EINGABEDATEN:
◆ ◆ ◆ ◆ ◆ ◆ ◆
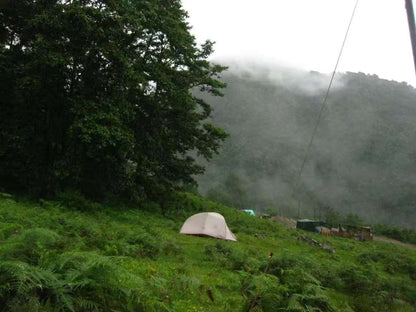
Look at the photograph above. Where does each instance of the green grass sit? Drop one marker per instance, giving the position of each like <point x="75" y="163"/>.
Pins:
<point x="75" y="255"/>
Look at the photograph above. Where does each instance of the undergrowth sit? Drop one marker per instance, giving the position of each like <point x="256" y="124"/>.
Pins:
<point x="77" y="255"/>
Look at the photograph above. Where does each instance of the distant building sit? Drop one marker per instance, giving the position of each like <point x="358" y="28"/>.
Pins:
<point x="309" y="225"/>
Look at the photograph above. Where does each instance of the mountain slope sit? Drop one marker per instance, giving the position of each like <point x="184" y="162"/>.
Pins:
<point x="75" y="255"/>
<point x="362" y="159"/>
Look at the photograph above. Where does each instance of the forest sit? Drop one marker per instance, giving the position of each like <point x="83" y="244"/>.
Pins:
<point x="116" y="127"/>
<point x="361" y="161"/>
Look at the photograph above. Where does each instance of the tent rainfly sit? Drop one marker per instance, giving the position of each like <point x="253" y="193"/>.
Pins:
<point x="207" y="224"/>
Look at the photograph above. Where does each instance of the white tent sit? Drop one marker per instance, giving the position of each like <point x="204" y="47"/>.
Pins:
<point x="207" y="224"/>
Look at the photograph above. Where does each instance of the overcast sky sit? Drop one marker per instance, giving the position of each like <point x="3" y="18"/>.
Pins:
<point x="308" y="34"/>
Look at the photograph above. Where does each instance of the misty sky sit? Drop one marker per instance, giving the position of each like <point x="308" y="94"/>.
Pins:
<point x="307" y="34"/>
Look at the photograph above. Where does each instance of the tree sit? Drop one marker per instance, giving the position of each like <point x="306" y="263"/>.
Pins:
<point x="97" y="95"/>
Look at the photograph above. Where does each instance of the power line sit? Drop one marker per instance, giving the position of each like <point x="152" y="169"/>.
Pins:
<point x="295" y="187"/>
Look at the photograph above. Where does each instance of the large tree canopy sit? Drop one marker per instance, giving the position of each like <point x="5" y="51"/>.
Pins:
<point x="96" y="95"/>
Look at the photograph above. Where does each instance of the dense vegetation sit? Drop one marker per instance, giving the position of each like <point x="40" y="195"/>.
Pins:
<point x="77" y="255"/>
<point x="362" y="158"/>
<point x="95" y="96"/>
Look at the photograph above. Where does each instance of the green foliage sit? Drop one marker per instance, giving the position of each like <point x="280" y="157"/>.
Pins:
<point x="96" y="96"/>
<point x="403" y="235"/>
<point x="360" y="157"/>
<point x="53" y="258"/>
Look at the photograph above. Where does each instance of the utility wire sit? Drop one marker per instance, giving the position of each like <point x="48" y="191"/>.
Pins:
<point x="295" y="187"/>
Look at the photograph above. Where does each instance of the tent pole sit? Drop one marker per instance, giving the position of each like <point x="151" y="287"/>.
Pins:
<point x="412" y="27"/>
◆ ◆ ◆ ◆ ◆ ◆ ◆
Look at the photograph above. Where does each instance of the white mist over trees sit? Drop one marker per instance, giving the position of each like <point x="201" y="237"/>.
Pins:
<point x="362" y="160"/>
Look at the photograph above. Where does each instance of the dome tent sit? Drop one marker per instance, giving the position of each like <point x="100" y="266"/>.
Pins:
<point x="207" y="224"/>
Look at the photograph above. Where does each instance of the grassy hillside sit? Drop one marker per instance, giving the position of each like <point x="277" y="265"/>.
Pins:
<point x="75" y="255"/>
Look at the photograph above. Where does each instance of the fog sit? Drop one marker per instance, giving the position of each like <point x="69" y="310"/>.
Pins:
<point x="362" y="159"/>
◆ ◆ ◆ ◆ ◆ ◆ ◆
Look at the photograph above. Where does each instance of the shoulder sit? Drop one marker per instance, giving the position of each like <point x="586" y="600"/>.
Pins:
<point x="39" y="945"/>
◆ ◆ ◆ ◆ ◆ ◆ ◆
ARBEITSANWEISUNG: Sammeln Sie sämtliche Zeilen der obigen Eingabedaten, in denen das Wort „distant“ vorkommt, und geben Sie diese wörtlich wieder.

LÖSUNG:
Look at the photograph above. Where does each instance of the distant building sit? Drop one marker per instance, giving the position of each like <point x="358" y="28"/>.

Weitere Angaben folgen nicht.